**SUPPLIED DATA**
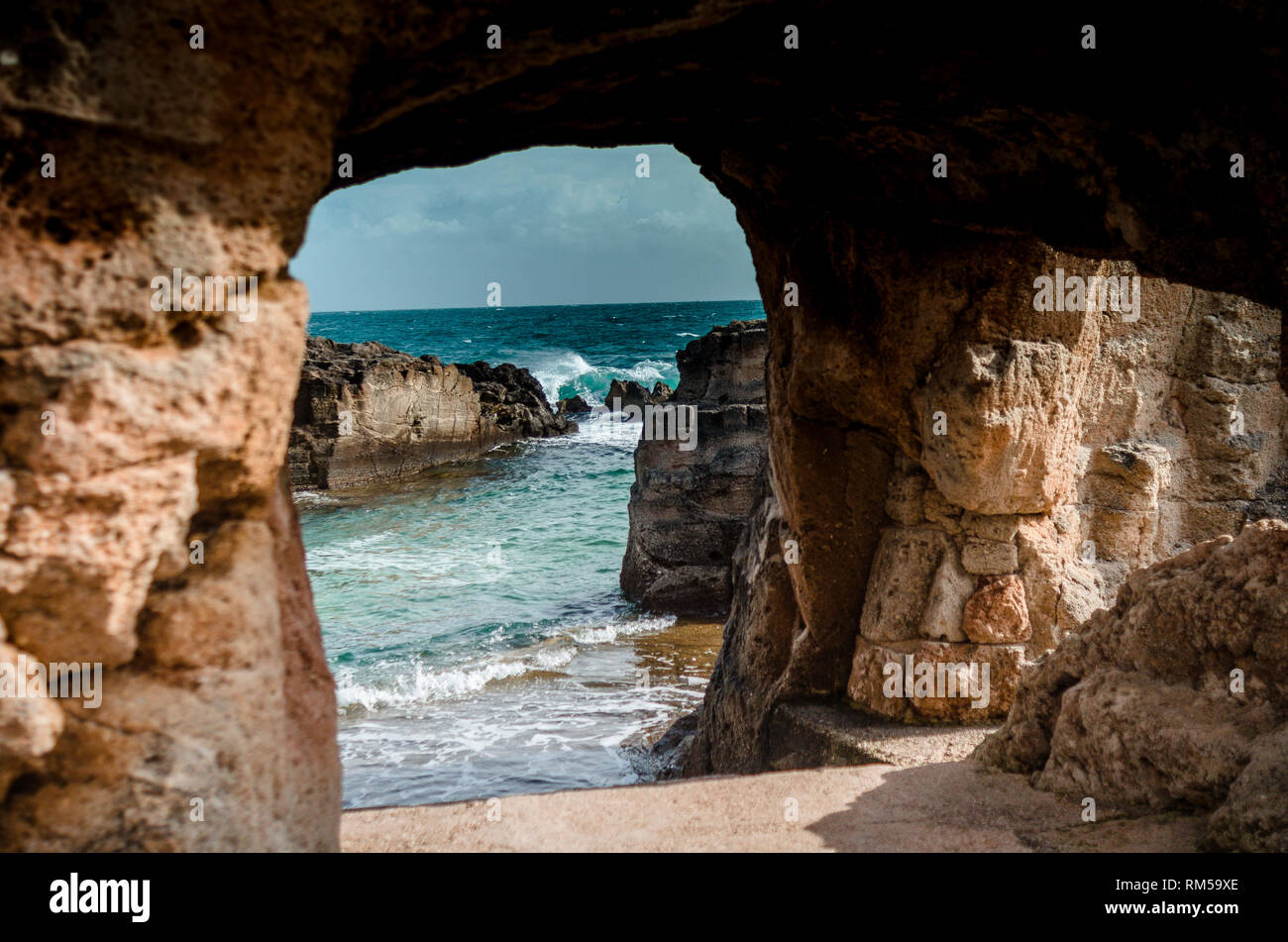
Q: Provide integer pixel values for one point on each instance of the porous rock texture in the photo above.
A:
(1175, 697)
(690, 507)
(172, 426)
(366, 413)
(1057, 453)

**EXERCISE DESCRIPTION**
Leave the pictures out, and transcribe each of the records exactly.

**REPLY**
Q: Provide integer pixel values for one point on each instance of the porous rock texture in the photo above.
A:
(1175, 697)
(690, 507)
(172, 426)
(366, 413)
(1057, 453)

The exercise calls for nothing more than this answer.